Collected data entries
-------------------------

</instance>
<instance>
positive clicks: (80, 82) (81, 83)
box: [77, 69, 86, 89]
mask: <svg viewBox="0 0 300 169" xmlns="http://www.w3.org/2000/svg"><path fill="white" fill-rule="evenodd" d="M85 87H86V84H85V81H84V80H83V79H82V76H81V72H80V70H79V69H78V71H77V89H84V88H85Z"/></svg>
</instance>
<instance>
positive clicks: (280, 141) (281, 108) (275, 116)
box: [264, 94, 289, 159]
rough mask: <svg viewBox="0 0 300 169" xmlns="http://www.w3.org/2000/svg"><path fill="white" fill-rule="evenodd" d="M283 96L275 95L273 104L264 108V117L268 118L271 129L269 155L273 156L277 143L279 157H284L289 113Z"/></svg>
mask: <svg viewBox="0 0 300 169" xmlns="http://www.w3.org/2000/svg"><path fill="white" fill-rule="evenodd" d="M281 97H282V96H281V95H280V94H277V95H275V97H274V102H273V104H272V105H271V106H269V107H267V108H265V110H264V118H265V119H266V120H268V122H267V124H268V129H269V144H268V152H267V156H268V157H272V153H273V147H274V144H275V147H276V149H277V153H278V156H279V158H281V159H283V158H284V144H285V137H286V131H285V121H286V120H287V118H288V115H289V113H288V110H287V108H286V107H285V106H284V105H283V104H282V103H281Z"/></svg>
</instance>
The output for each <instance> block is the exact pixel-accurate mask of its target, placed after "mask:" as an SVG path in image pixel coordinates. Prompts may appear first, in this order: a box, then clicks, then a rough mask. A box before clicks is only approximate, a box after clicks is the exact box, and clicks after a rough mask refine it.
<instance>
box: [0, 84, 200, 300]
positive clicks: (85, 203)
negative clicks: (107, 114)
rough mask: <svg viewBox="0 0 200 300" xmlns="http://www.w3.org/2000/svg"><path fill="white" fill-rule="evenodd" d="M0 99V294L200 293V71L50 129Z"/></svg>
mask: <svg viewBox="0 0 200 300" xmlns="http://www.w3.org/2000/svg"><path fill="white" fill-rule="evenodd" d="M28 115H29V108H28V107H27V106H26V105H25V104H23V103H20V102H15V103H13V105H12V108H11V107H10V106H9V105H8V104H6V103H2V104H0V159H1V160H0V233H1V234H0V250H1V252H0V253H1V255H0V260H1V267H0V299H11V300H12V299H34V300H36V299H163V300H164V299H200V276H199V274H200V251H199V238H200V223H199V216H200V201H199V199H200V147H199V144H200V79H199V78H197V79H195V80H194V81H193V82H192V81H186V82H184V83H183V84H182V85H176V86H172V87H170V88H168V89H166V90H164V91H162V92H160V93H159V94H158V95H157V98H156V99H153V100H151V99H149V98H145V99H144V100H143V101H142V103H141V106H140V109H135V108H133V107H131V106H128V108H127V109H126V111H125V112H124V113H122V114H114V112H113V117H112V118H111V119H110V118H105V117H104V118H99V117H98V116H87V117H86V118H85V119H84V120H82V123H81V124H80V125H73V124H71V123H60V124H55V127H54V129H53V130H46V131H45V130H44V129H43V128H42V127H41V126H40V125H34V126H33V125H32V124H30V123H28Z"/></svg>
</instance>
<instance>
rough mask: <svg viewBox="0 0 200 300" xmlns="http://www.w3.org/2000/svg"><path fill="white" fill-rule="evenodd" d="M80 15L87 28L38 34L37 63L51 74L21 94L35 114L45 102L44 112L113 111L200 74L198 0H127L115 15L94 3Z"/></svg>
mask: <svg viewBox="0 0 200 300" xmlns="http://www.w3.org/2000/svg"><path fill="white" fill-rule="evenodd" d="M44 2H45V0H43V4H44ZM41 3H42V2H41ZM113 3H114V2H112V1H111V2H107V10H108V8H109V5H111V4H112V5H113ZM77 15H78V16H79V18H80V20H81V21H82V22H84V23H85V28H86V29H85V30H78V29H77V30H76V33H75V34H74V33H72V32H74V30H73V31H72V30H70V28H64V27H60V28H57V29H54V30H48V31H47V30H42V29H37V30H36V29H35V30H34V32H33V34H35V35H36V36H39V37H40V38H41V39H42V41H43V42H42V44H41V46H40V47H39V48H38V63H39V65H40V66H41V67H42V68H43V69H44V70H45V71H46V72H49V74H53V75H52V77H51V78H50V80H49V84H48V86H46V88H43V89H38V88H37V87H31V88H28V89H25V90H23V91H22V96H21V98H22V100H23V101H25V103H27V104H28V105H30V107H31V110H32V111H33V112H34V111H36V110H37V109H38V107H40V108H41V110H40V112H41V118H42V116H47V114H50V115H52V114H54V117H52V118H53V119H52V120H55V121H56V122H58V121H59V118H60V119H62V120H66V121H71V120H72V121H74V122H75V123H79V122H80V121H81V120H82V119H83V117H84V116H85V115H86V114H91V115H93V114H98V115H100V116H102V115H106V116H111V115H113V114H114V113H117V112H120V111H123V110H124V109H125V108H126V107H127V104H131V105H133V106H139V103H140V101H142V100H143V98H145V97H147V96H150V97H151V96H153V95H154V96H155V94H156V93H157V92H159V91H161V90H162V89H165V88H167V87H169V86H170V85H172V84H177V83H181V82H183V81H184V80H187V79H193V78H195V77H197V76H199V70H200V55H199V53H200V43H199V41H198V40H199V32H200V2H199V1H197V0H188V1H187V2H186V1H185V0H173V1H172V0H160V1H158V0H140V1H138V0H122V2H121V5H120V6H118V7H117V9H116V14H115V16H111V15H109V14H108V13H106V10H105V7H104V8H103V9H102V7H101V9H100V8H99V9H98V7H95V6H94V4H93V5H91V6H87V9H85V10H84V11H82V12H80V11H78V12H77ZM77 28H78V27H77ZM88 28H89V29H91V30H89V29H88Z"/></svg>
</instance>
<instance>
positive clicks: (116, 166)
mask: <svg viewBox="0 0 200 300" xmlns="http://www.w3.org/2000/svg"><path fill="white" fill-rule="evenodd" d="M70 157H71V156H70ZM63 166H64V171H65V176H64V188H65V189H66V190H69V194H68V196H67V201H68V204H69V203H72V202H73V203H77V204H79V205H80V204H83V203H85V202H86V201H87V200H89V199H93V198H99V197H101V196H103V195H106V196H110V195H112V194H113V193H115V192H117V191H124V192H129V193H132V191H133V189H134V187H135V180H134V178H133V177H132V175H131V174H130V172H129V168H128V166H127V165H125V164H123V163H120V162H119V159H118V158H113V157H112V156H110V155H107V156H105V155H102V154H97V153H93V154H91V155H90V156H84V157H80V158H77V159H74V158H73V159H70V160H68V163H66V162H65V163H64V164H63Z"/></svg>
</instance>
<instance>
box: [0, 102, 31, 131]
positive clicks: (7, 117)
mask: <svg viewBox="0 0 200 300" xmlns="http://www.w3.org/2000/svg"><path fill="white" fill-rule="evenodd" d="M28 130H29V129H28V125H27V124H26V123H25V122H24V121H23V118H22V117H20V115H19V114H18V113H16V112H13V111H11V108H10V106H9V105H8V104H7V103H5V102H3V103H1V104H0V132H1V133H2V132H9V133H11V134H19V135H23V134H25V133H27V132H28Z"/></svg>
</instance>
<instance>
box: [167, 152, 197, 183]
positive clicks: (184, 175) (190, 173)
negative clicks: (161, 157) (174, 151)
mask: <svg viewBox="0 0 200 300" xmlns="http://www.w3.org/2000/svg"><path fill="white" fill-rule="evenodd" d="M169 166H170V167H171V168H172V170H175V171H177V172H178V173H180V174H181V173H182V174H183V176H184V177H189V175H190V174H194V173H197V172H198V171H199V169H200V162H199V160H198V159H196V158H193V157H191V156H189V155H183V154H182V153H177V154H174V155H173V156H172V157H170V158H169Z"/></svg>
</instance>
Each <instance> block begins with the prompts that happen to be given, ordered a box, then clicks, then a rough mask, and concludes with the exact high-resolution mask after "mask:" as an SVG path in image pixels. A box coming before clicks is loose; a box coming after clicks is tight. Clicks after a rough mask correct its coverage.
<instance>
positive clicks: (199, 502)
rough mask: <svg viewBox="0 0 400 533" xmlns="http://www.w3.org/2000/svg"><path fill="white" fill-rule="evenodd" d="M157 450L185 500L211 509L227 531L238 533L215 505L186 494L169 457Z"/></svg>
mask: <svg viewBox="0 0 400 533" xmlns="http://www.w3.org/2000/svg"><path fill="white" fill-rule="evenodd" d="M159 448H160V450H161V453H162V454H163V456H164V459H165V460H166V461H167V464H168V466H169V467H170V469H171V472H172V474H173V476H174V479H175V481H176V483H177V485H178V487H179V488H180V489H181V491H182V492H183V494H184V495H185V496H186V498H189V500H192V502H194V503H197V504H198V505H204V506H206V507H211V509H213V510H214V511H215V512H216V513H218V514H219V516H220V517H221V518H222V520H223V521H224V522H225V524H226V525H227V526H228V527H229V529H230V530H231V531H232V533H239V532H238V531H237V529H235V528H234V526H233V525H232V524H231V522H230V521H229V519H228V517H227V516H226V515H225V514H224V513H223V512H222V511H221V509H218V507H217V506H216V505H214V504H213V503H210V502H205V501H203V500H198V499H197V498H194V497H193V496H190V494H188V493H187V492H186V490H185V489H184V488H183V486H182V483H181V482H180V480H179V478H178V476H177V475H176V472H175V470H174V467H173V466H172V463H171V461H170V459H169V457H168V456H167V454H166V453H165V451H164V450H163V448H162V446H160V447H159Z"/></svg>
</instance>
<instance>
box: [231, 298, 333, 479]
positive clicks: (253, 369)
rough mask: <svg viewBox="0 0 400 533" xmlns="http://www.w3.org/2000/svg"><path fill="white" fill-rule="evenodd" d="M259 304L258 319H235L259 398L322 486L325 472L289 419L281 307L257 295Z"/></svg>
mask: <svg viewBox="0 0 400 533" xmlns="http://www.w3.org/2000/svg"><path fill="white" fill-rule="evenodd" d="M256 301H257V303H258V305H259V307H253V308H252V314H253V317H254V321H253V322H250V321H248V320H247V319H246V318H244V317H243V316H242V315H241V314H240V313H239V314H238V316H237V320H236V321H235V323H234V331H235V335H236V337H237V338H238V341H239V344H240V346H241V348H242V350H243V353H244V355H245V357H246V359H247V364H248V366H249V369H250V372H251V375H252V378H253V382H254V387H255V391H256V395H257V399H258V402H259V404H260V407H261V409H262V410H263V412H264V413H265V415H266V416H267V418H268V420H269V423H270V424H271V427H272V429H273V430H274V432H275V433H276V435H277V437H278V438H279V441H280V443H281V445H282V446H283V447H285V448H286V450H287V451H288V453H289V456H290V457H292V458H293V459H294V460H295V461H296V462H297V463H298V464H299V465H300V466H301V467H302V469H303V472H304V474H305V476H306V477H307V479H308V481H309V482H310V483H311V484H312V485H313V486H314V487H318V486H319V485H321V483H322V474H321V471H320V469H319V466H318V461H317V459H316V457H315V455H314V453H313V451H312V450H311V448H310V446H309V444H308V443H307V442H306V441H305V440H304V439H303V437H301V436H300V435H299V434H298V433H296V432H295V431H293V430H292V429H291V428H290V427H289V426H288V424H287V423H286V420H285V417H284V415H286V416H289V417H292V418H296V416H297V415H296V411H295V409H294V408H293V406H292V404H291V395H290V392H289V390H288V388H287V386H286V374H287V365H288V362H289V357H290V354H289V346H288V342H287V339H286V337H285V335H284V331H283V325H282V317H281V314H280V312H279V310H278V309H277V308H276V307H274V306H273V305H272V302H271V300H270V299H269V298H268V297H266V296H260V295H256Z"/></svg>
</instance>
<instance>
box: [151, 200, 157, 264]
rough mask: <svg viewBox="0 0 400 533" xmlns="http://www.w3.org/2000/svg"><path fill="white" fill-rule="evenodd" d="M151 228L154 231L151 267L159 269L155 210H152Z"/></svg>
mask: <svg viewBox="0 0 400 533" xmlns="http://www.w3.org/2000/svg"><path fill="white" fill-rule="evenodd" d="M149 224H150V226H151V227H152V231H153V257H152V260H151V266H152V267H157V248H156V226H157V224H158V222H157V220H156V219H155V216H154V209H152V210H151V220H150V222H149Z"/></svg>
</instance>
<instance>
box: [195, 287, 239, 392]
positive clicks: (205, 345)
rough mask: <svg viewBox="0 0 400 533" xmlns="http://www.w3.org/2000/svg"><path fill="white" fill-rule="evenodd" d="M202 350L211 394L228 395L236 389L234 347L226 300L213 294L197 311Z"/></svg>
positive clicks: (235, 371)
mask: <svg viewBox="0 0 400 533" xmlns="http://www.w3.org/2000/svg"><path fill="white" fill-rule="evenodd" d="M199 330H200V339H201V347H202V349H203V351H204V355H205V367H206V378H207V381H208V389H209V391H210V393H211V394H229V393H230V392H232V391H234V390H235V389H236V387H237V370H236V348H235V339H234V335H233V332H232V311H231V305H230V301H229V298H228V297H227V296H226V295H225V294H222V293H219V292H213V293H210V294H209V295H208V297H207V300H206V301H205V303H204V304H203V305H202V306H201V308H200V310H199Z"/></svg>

-------------------------

Instruction: Please extract everything from the start of the entries down to the line containing "box: [264, 94, 289, 159]", including both ends, and reproduce those lines verbatim.

Written solution:
</instance>
<instance>
positive clicks: (80, 82) (81, 83)
box: [77, 69, 86, 89]
mask: <svg viewBox="0 0 300 169" xmlns="http://www.w3.org/2000/svg"><path fill="white" fill-rule="evenodd" d="M85 87H86V84H85V81H84V80H83V79H82V76H81V72H80V70H79V69H78V71H77V89H84V88H85Z"/></svg>
</instance>
<instance>
positive clicks: (280, 141) (281, 108) (275, 116)
box: [264, 94, 289, 159]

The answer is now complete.